*WHAT IS BEING ASKED:* Restate every line of the material, word for word.

*Extracted data entries:*
start

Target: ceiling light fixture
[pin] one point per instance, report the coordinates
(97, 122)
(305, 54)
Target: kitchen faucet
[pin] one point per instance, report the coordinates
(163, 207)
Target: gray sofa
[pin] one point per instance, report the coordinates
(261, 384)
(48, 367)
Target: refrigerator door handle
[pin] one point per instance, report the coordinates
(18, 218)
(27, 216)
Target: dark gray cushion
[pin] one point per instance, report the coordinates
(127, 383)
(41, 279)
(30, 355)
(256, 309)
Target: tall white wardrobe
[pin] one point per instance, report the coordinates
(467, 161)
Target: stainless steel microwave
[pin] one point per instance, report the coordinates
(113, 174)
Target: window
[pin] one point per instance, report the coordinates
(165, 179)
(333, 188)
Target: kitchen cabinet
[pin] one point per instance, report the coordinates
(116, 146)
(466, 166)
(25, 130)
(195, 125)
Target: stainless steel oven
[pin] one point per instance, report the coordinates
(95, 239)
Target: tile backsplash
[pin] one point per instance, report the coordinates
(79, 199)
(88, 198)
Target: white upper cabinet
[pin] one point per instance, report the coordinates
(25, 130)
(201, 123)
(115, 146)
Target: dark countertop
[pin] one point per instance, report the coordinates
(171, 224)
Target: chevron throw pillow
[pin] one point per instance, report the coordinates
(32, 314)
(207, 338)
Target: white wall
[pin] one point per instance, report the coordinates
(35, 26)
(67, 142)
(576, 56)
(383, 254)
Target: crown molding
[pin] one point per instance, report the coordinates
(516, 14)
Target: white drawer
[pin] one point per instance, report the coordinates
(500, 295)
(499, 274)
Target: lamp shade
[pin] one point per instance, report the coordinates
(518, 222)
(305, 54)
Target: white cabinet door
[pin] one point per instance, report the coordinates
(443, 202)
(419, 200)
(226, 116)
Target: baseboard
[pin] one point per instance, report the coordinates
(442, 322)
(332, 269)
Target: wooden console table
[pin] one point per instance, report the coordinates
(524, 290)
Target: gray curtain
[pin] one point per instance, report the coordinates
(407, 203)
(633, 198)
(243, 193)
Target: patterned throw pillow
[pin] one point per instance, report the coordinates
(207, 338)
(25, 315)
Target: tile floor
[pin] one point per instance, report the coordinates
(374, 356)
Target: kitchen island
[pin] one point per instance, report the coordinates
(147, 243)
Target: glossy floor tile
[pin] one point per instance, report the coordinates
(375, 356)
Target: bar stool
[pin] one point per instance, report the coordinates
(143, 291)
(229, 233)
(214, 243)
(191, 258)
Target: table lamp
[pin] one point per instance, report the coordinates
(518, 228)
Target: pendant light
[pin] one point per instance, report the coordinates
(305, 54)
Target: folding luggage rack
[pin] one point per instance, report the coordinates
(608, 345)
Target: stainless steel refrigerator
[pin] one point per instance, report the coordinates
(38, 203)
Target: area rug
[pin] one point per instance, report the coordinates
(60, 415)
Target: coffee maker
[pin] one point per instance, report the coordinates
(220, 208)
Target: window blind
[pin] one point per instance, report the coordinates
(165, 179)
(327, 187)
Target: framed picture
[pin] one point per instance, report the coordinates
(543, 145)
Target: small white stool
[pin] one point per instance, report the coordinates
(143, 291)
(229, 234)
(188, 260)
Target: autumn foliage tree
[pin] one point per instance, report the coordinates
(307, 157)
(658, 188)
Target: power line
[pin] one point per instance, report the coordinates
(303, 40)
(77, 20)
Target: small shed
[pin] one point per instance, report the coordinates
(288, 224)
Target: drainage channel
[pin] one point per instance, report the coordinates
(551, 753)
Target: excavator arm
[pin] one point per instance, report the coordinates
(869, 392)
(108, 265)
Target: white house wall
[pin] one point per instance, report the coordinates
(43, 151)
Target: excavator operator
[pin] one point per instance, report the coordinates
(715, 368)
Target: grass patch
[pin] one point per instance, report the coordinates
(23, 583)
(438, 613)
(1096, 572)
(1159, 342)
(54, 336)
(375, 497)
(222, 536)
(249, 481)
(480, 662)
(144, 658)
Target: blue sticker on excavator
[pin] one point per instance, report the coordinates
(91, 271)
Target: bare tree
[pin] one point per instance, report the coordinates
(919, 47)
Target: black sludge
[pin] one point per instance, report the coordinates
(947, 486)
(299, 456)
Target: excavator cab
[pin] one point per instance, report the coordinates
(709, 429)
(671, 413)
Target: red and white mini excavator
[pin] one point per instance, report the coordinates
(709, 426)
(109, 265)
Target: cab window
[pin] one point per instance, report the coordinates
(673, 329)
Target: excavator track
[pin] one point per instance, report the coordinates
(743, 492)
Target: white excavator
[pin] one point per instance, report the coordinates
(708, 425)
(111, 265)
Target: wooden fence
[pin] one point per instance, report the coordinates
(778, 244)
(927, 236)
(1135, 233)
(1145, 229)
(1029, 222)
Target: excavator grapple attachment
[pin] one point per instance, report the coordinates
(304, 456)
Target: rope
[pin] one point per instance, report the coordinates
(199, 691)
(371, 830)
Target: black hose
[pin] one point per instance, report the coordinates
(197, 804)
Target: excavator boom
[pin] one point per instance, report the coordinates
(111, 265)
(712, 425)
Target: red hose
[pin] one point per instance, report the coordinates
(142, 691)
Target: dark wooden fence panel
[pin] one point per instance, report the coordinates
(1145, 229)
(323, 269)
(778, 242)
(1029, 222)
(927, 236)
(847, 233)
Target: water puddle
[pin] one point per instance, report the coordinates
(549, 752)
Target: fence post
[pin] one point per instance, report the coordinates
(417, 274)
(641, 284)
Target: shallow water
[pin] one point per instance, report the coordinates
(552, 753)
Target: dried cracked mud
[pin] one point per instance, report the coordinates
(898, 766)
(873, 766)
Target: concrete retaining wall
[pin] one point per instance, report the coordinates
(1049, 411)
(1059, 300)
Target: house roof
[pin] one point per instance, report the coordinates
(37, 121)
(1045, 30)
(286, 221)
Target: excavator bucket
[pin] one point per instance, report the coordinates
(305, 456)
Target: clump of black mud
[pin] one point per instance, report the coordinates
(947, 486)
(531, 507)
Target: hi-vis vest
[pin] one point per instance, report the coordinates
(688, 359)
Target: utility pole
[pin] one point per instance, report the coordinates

end

*TASK OUTPUT:*
Target: ceiling light fixture
[pin] one point per instance, report the coordinates
(97, 122)
(305, 54)
Target: kitchen faucet
[pin] one point per instance, report the coordinates
(163, 207)
Target: gray sofa
[pin] one point per instance, report the coordinates
(261, 384)
(48, 367)
Target: refrigerator door handle
[pin] one point per instance, report the coordinates
(18, 218)
(27, 216)
Target: dark gray cushion
[pin] one point per instance, report the coordinates
(127, 383)
(41, 279)
(30, 355)
(256, 309)
Target: tall white wardrobe
[pin] one point per instance, report the coordinates
(467, 161)
Target: stainless steel microwave
[pin] one point per instance, report the coordinates
(113, 174)
Target: window
[pin] one point per instance, report the coordinates
(165, 179)
(333, 188)
Target: kitchen cabinet
[pin] one point per instance, report the coordinates
(116, 146)
(466, 166)
(25, 130)
(195, 125)
Target: stainless steel oven
[pin] one point per instance, report the coordinates
(95, 239)
Target: tile backsplash
[pin] one point per instance, report the coordinates
(79, 199)
(88, 198)
Target: white upper cabinet
[pin] one point per instance, report the coordinates
(25, 130)
(201, 123)
(115, 146)
Target: dark countertop
[pin] one point per instance, report the coordinates
(171, 224)
Target: chevron throw pillow
[pin] one point per instance, report the coordinates
(32, 314)
(207, 338)
Target: white wall
[pin] one point per instance, report the coordinates
(35, 26)
(67, 142)
(576, 56)
(383, 254)
Target: crown molding
[pin] one point per instance, report the coordinates
(516, 14)
Target: white drawer
[pin] one point per instance, report the coordinates
(500, 295)
(499, 274)
Target: lamp shade
[pin] one point per instance, report the coordinates
(518, 222)
(305, 54)
Target: white cabinet door
[pin] one point per instance, report the coordinates
(443, 202)
(419, 200)
(226, 116)
Target: baseboard
[pin] one point per instance, report the coordinates
(442, 322)
(332, 269)
Target: wooden console table
[pin] one point per instance, report the coordinates
(524, 290)
Target: gray curtain
[pin] one point per instance, report the coordinates
(407, 203)
(633, 198)
(243, 193)
Target: patterned throw pillow
[pin] one point per instance, report the coordinates
(207, 338)
(25, 315)
Target: tile floor
[pin] one point per instance, report the coordinates
(374, 356)
Target: kitchen island
[pin] one point per instance, report the coordinates
(147, 243)
Target: glossy floor tile
[pin] one point per instance, report the coordinates
(375, 356)
Target: bar stool
[pin] one point per instance, report the coordinates
(143, 291)
(229, 233)
(214, 243)
(191, 258)
Target: table lamp
[pin] one point per instance, report the coordinates
(518, 228)
Target: pendant light
[pin] one point per instance, report the coordinates
(305, 54)
Target: folding luggage rack
[pin] one point per instance, report the coordinates
(608, 345)
Target: stainless steel refrigerator
[pin] one point per instance, report the coordinates
(38, 203)
Target: area rug
[pin] one point per instance, report the coordinates
(60, 415)
Target: coffee maker
[pin] one point per instance, report the coordinates
(220, 208)
Target: window blind
[pin] one point per instance, report the coordinates
(165, 179)
(327, 187)
Target: framed picture
[pin] one point per instance, report the coordinates
(543, 145)
Target: small white stool
[pin] one point per instance, report the coordinates
(143, 291)
(229, 234)
(188, 260)
Target: autumn foliage tree
[pin] one point per instance, report the coordinates
(307, 157)
(658, 188)
Target: power line
[pin] one point per instance, report the coordinates
(303, 40)
(77, 20)
Target: small shed
[pin] one point per instance, report the coordinates
(288, 224)
Target: drainage channel
[pin] one point per instance, report the coordinates
(551, 753)
Target: excavator arm
[pin] one point per instance, report the coordinates
(869, 392)
(108, 265)
Target: white house wall
[pin] one point per instance, report the coordinates
(43, 151)
Target: excavator operator
[pin] one point per instance, report the coordinates
(715, 368)
Target: grass patch
[pin] one point per instance, report the coordinates
(23, 583)
(438, 613)
(1096, 572)
(1159, 342)
(54, 336)
(375, 497)
(222, 536)
(249, 481)
(480, 662)
(144, 658)
Target: blue sticker on excavator
[pin] one point per instance, report the coordinates
(91, 271)
Target: bare tree
[pin] one point per instance, report the coordinates
(919, 47)
Target: black sludge
[pin] one point per instance, report the coordinates
(947, 486)
(299, 456)
Target: excavator cab
[pin] one point per instance, report the coordinates
(709, 429)
(671, 413)
Target: red and white mini excavator
[pin] one point per instance, report the coordinates
(709, 426)
(109, 265)
Target: cab window
[pin] one point per instance, report the coordinates
(673, 329)
Target: excavator track
[pin] one point per instance, report the coordinates
(743, 492)
Target: white excavator
[pin] one point per instance, report the coordinates
(708, 425)
(111, 265)
Target: wooden fence
[pin] one point per instance, report the coordinates
(778, 244)
(927, 236)
(1135, 233)
(1145, 229)
(1029, 222)
Target: excavator grapple attachment
[pin] one point per instance, report the coordinates
(304, 456)
Target: rope
[pin] one point per instance, report the coordinates
(199, 691)
(371, 830)
Target: black hose
[pin] one point per instance, report the coordinates
(197, 804)
Target: excavator boom
[pin] one point per instance, report the coordinates
(111, 265)
(712, 425)
Target: red hose
[pin] one point per instance, report the coordinates
(142, 691)
Target: dark wooden fence panel
[pin] one point per instance, report the coordinates
(1145, 229)
(323, 269)
(778, 242)
(1029, 222)
(927, 236)
(847, 233)
Target: water puddle
[pin] one point per instance, report the coordinates
(549, 752)
Target: fence post
[pin] one point per instance, report the coordinates
(417, 274)
(641, 284)
Target: shallow water
[pin] one point per instance, report the coordinates
(552, 753)
Target: dried cracked mud
[pin] one point per instance, report the coordinates
(898, 766)
(873, 766)
Target: concrete retaining wall
[pin] one point per instance, report the coordinates
(1049, 411)
(1059, 300)
Target: house roof
[pin] one point per instance, report the coordinates
(37, 121)
(1045, 30)
(286, 221)
Target: excavator bucket
[pin] one point per instance, report the coordinates
(305, 456)
Target: clump of black mud
[pin] one point per instance, report the coordinates
(947, 486)
(531, 507)
Target: hi-vis vest
[pin] one point per instance, report the coordinates
(688, 359)
Target: utility pole
[pin] one point per instance, report the coordinates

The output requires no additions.